> _Source extract_:
════

Roberts hopeful for 2023 return

Remember that viral moment at the end of last spring training, where Cubs manager David Ross told Ethan Roberts he’d made the Opening Day roster? As great as that moment was, Roberts in in a completely different situation when Opening Day 2023 rolls around a little under six weeks from now.

The Cubs placed Roberts on the 60-day injured list Friday, an obvious move considering he’s still recovering from mid-July Tommy John surgery. That will obviously keep him on the IL through the first couple months of the season, but there’s no guarantee Roberts pitches at all for the Cubs this year.

Right now, Roberts told CHGO, he’s in his fourth week of his throwing program, which has had him throwing up to 75 feet for a week. After two more weeks at that distance, Roberts said he’ll spend three weeks throwing from 90 feet, then from 105 feet, then from 120 feet, then a two-week de-load, and then from 120 again before more pitching work becomes involved. Roberts is hopeful he’ll get to pitch in 2023, though he’s also confident in the plan the Cubs have laid out for him.

“I’m going to do all I can,” Roberts said. “I’m feeling really good. If I get to speed up, I would love it. If not, I respect what they want to do.”

Roberts’ actually didn’t throw a pitch after April 29 last season. Right shoulder soreness that he’d been trying to push through ended up forcing him on the 10-day IL in early May. The Tommy John surgery came as a result of an elbow injury sustained during a rehab outing in which he only threw four pitches.

Between the two injuries and now through a long recovery, Roberts — who said he’s usually a “pick-it-up-and-throw-it kind of guy” — has had to learn how to be patient.

════

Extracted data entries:
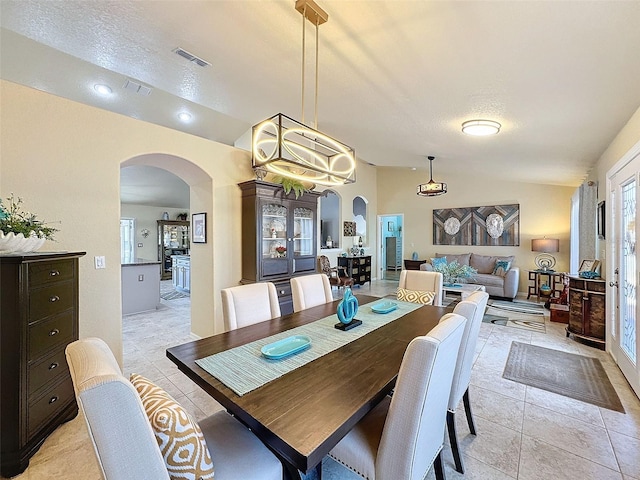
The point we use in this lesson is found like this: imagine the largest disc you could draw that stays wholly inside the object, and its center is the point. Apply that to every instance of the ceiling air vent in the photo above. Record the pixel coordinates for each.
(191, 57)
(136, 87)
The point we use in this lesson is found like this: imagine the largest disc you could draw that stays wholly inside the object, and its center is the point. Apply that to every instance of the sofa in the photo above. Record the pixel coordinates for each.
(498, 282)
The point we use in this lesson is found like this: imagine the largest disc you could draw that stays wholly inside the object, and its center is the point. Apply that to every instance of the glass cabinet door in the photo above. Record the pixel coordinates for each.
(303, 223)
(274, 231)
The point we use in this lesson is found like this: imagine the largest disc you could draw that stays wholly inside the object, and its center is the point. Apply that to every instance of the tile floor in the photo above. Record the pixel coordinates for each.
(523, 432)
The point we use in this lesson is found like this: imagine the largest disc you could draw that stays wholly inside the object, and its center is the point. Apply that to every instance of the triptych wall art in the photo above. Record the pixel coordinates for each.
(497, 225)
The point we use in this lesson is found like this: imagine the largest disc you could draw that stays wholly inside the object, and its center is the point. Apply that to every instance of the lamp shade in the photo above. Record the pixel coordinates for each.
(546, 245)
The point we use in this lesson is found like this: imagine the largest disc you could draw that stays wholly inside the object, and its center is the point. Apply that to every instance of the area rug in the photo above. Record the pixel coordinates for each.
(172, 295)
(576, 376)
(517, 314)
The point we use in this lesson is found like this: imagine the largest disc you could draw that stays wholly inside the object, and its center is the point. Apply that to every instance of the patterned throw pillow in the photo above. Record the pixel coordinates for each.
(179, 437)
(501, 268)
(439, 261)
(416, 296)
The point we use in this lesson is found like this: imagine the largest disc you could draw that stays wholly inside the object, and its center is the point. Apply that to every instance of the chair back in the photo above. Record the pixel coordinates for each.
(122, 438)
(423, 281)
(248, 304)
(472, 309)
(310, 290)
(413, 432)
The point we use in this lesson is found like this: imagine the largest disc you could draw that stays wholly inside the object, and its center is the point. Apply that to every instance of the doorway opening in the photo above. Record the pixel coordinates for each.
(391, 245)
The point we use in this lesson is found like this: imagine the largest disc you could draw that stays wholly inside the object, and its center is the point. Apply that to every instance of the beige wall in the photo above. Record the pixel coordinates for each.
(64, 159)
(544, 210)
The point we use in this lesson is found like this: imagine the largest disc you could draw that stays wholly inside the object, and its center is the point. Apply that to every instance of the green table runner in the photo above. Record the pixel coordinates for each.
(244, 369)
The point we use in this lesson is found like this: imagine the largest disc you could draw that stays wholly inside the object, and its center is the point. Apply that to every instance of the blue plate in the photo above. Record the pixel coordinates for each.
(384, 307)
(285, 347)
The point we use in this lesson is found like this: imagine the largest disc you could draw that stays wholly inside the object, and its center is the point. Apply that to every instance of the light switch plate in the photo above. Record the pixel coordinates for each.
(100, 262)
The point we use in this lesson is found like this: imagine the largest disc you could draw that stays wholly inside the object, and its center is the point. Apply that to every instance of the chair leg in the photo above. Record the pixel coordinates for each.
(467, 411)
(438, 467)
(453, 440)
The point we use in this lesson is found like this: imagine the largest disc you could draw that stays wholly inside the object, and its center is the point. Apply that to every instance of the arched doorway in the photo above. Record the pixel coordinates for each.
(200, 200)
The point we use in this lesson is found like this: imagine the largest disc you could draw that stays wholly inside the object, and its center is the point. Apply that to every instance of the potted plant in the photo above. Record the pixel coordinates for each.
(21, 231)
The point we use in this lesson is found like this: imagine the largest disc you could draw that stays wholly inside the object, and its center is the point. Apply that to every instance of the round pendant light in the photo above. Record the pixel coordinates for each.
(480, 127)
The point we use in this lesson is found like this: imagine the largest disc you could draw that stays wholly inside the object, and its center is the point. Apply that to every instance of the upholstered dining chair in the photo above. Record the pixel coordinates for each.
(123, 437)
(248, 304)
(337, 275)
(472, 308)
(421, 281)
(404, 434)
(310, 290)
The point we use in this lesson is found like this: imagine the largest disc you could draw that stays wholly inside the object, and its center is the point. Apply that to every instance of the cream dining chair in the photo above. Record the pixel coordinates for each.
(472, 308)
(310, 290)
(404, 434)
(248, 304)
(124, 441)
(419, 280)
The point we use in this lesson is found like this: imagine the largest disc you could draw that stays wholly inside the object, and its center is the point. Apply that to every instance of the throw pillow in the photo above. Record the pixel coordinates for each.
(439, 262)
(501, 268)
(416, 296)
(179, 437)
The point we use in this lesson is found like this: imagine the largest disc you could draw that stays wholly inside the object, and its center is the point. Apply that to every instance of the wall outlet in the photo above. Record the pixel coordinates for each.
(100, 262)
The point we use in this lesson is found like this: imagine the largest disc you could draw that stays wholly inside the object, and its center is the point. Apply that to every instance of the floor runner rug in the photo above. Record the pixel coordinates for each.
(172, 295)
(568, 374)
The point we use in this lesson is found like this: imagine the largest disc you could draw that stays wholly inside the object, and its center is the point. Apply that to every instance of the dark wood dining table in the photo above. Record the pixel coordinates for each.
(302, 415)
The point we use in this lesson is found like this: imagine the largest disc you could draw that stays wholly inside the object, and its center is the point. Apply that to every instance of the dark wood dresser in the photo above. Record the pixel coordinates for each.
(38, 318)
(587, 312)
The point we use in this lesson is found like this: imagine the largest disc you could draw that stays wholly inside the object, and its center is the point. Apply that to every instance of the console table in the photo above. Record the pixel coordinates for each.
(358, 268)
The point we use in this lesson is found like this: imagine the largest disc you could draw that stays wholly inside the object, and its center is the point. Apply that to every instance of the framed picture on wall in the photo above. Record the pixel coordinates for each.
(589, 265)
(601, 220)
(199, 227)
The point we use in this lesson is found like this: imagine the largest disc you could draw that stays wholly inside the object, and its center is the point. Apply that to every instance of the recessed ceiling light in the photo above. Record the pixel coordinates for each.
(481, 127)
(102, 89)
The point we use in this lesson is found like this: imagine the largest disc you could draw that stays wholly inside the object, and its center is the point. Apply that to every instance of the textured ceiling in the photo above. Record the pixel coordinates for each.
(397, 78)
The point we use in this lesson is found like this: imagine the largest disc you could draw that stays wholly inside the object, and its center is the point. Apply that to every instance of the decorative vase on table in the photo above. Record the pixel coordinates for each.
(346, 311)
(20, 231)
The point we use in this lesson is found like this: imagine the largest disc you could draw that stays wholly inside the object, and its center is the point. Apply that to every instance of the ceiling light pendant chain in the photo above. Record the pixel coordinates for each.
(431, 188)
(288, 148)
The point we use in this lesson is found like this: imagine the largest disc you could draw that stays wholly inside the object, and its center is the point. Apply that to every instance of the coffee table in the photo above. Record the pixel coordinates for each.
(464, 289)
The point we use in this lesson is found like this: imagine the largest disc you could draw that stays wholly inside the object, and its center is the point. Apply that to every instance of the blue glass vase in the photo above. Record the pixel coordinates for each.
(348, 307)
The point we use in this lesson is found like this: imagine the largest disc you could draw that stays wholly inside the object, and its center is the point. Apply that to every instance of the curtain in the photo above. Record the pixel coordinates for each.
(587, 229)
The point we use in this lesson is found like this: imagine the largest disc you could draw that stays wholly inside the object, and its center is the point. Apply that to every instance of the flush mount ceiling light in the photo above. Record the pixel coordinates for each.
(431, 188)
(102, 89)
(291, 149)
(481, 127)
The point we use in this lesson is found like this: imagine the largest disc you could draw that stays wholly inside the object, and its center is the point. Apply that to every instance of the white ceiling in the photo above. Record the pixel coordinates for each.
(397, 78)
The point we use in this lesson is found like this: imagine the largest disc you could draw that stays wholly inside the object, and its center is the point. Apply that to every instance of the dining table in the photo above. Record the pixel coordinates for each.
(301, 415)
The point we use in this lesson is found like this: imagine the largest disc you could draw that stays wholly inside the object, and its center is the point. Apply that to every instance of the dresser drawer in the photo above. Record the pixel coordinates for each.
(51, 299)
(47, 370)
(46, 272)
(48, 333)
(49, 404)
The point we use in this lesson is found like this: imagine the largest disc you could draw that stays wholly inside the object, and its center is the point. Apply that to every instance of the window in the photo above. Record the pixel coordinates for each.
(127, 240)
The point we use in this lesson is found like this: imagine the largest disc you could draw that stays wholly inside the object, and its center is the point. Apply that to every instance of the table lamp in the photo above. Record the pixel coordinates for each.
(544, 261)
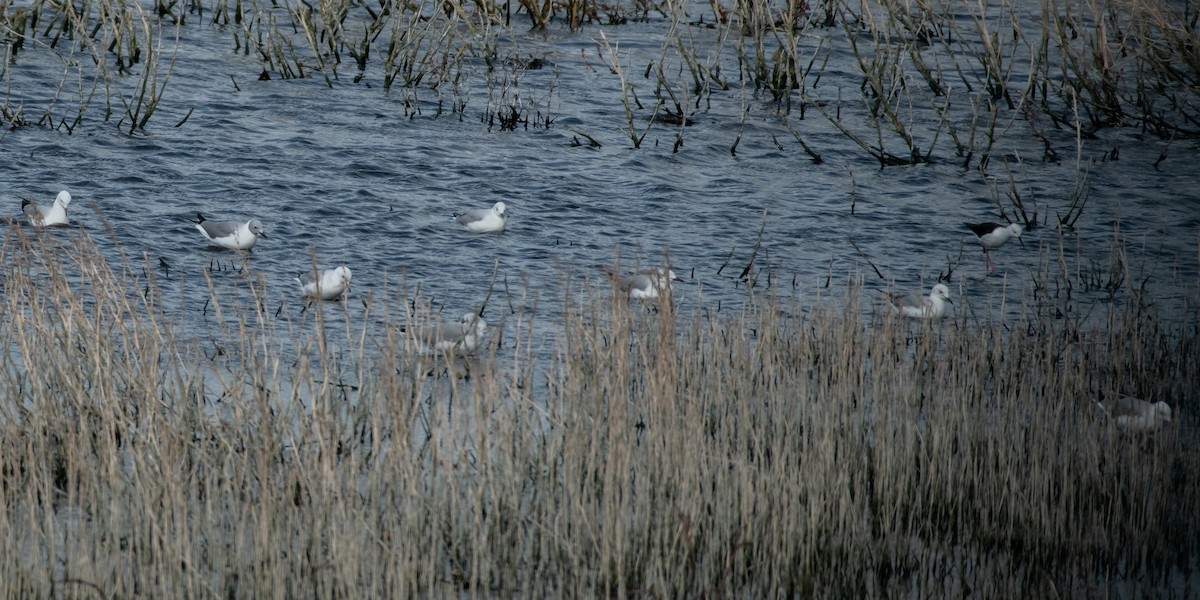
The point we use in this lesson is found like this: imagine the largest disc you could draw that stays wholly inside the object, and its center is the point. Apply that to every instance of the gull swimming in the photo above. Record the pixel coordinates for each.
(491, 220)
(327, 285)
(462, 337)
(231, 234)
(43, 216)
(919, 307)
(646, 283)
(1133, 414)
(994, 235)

════

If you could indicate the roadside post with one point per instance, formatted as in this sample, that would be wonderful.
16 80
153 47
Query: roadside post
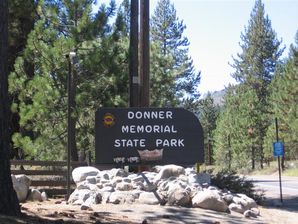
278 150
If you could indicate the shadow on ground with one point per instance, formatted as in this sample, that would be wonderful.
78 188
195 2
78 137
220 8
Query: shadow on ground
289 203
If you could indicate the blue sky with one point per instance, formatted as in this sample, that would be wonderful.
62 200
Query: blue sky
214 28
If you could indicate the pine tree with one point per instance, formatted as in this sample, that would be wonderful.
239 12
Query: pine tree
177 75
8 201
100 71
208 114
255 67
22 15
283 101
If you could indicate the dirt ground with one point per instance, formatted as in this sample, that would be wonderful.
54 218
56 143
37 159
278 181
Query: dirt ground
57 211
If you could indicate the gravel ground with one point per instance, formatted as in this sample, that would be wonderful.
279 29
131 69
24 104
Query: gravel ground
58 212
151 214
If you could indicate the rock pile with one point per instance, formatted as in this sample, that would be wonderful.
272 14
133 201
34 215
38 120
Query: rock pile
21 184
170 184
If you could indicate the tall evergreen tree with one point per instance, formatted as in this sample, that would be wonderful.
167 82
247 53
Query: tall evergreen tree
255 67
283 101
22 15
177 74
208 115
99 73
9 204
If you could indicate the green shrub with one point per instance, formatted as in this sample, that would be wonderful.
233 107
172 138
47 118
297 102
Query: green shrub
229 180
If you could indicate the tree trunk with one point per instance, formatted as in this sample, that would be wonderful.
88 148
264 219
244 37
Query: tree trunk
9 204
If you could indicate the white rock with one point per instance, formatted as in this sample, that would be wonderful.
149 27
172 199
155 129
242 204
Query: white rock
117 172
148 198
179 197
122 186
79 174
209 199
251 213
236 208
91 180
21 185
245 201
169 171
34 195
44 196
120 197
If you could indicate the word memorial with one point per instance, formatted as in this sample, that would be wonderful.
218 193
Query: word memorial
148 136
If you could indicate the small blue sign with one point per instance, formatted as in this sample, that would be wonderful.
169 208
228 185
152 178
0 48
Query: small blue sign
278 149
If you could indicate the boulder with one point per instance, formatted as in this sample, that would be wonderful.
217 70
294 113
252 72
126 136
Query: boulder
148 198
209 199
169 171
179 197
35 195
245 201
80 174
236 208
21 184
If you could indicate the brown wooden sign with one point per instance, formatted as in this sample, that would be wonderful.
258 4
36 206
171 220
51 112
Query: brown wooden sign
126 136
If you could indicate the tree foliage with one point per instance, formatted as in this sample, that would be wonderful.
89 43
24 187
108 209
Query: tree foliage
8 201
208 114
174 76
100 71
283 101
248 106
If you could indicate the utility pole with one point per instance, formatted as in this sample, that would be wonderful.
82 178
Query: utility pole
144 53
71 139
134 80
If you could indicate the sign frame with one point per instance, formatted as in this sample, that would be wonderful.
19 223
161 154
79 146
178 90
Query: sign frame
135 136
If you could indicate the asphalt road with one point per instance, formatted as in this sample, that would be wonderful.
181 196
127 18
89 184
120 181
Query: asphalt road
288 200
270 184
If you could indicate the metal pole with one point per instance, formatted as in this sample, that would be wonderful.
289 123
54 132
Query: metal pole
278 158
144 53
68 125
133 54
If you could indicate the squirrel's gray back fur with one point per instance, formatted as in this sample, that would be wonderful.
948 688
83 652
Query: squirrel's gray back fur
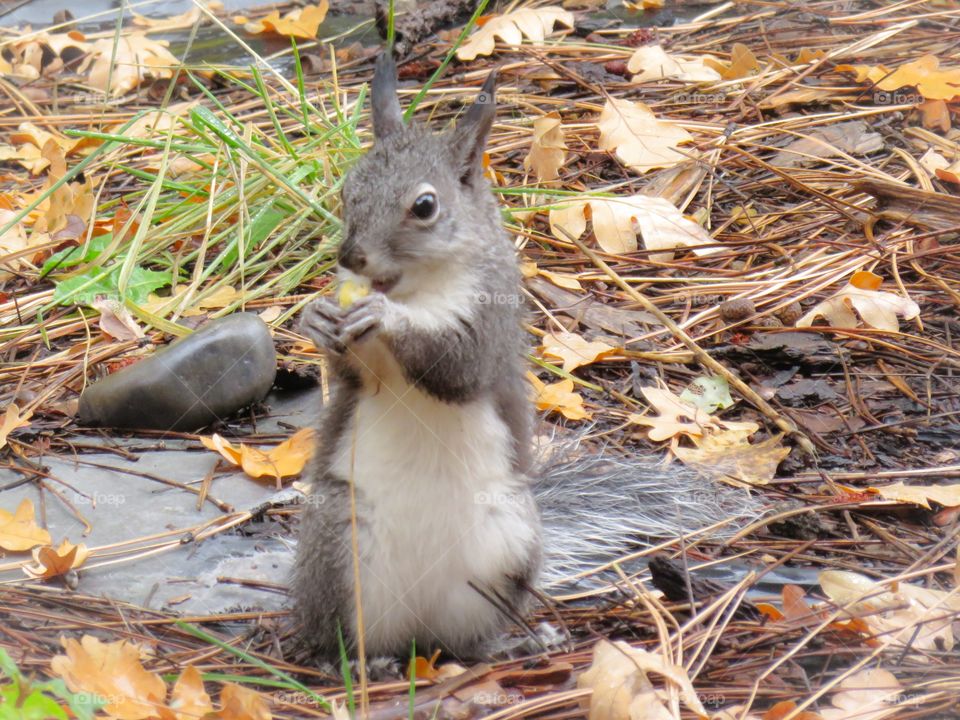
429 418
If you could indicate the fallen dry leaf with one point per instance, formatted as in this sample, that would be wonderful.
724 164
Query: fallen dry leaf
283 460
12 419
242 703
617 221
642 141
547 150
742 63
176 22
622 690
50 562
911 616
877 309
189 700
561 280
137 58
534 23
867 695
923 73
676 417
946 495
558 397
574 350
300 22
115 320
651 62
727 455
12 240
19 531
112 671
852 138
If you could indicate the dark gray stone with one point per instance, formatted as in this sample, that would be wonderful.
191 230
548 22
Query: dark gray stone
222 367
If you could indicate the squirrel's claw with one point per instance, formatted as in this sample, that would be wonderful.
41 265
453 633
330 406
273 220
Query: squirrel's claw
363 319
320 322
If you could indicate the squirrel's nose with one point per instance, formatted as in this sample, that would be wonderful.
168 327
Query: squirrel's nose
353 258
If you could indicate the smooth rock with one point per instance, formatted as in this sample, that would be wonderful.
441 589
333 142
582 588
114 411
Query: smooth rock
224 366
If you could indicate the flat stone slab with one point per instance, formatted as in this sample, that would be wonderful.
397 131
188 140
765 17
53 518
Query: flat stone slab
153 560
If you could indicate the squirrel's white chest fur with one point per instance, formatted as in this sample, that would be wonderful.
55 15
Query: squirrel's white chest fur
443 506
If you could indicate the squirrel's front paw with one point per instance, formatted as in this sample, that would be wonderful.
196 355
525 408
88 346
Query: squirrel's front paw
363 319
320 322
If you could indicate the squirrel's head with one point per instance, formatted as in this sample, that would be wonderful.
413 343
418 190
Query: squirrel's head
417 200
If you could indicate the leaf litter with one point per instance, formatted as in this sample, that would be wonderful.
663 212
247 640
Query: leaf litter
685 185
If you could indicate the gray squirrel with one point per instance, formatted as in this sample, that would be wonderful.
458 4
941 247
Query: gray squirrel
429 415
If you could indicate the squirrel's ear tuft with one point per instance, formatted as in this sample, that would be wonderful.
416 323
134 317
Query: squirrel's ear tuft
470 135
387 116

════

> _What is required_: Render this sentence from the article on Ethan Roberts's recovery into Spanish: "The Cubs placed Roberts on the 60-day injured list Friday, an obvious move considering he’s still recovering from mid-July Tommy John surgery."

> _Result of the exercise_: Los Cubs colocaron a Roberts en la lista de lesionados de 60 días el viernes, una medida obvia teniendo en cuenta que todavía se está recuperando de la cirugía Tommy John de mediados de julio.